(Tugas):
1/ Menurut teks tentang Allah Yang Maha Pemalu, dalam keadaan apa Allah digambarkan merasa malu?
2/ Ringkas paragraf yang dimulai dengan "Penulis menghadirkan perumpamaan teologis" dalam teks tentang Allah Yang Maha Pemalu menjadi daftar poin tanpa membuang fakta utamanya.
3/ Tulis ulang semuanya dari "Penulis menghadirkan perumpamaan" hingga "kekhilafan hamba tersebut." dalam teks tentang Allah Yang Maha Pemalu, dengan mengganti nama "Al-Hayiyu" menjadi "Al-Hayiy".

(Teks):
Perumpamaan Ketuhanan: Allah yang Maha Pemalu (Al-Hayiyu)
Penulis menghadirkan perumpamaan teologis yang menyentuh,
menggambarkan Allah SWT sebagai Al-Hayiyu (Yang Maha
Pemalu). Perumpamaan ini berfungsi untuk menunjukkan bahwa Cinta, Rahmat, dan
Anugerah Ilahi secara substansial melebihi catatan amal formal atau kelayakan
manusia yang terbatas. Allah digambarkan merasa malu jika Ia tidak mengabulkan
doa hamba-Nya yang telah berjuang dan menunjukkan kesetiaan, meskipun malaikat
memberi laporan negatif mengenai kekurangan atau kekhilafan hamba tersebut.
Logika ini menembus pandangan formalistik yang sering hanya berfokus pada hukum
Finite Game (catatan dosa dan
pahala). Dengan memperkenalkan Al-Hayiyu, penulis
menegaskan bahwa hubungan manusia dengan Tuhan adalah Infinite Game, yang
didasarkan pada kasih sayang dan kemesraan yang abadi. Konsep ini menjadi
kritik halus terhadap spiritualitas yang kering dan legalistik. Rasa malu Tuhan
yang diyakini melampaui formalitas syariat menuntut respons dari manusia berupa
rasa maklum dan malu yang setara. Jika Tuhan yang Maha Besar saja memiliki rasa
malu sebagai basis rahmat, maka manusia seharusnya tidak kehilangan rasa malu
dan maklum—baik kepada Tuhan maupun sesama—sebagai fondasi moral sebelum
membahas manajemen kehidupan. Pemahaman akan Al-Hayiyu mendorong
spiritualitas yang otentik, di mana perjuangan hati lebih dihargai daripada
sekadar kelengkapan ritual formal.

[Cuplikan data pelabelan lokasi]
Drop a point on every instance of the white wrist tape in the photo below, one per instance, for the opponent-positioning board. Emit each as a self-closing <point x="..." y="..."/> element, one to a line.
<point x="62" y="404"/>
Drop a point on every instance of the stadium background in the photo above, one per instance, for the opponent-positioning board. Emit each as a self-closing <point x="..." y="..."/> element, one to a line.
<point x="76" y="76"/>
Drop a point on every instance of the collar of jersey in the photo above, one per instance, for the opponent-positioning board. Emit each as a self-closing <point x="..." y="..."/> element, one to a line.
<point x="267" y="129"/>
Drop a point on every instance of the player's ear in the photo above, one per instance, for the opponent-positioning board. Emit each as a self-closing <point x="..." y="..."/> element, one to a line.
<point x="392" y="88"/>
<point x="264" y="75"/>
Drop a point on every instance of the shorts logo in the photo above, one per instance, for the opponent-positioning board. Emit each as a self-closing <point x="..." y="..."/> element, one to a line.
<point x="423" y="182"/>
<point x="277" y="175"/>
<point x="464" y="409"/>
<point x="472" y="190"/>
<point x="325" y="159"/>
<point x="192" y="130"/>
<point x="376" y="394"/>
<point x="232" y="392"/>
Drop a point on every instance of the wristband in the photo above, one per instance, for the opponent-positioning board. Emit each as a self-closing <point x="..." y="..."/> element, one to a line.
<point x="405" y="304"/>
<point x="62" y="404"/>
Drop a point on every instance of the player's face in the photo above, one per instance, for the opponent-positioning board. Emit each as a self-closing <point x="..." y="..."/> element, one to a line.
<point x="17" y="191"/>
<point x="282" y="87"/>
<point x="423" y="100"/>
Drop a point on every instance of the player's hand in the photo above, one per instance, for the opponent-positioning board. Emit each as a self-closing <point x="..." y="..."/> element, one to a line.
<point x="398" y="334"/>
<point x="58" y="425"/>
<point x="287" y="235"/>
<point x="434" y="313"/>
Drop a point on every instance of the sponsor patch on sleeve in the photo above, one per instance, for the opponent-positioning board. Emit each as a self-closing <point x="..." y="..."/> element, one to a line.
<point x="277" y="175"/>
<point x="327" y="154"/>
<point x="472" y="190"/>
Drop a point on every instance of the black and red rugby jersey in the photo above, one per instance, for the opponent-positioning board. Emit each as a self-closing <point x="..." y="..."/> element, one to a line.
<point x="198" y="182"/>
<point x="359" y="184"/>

(Jawaban Tugas):
1/ Allah merasa malu jika Ia tidak mengabulkan doa hamba-Nya yang telah berjuang dan menunjukkan kesetiaan, meskipun malaikat memberi laporan negatif tentang kekurangan hamba itu.

2/
- Penulis menggambarkan Allah SWT sebagai Al-Hayiyu (Yang Maha Pemalu) untuk menunjukkan bahwa Cinta, Rahmat, dan Anugerah Ilahi jauh melebihi catatan amal formal atau kelayakan manusia yang terbatas.
- Allah malu jika tidak mengabulkan doa hamba yang telah berjuang dan setia, walaupun malaikat melaporkan kekurangan atau kekhilafan hamba itu.
- Logika ini menembus pandangan formalistik yang hanya berfokus pada Finite Game (catatan dosa dan pahala).
- Hubungan manusia dengan Tuhan adalah Infinite Game, yang didasarkan pada kasih sayang dan kemesraan yang abadi.
- Konsep ini menjadi kritik halus terhadap spiritualitas yang kering dan legalistik.
- Rasa malu Tuhan menuntut manusia memiliki rasa maklum dan malu yang setara, kepada Tuhan maupun sesama, sebagai fondasi moral sebelum membahas manajemen kehidupan.
- Pemahaman akan Al-Hayiyu mendorong spiritualitas yang otentik, yang lebih menghargai perjuangan hati daripada sekadar kelengkapan ritual formal.

3/
Penulis menghadirkan perumpamaan teologis yang menyentuh,
menggambarkan Allah SWT sebagai Al-Hayiy (Yang Maha
Pemalu). Perumpamaan ini berfungsi untuk menunjukkan bahwa Cinta, Rahmat, dan
Anugerah Ilahi secara substansial melebihi catatan amal formal atau kelayakan
manusia yang terbatas. Allah digambarkan merasa malu jika Ia tidak mengabulkan
doa hamba-Nya yang telah berjuang dan menunjukkan kesetiaan, meskipun malaikat
memberi laporan negatif mengenai kekurangan atau kekhilafan hamba tersebut.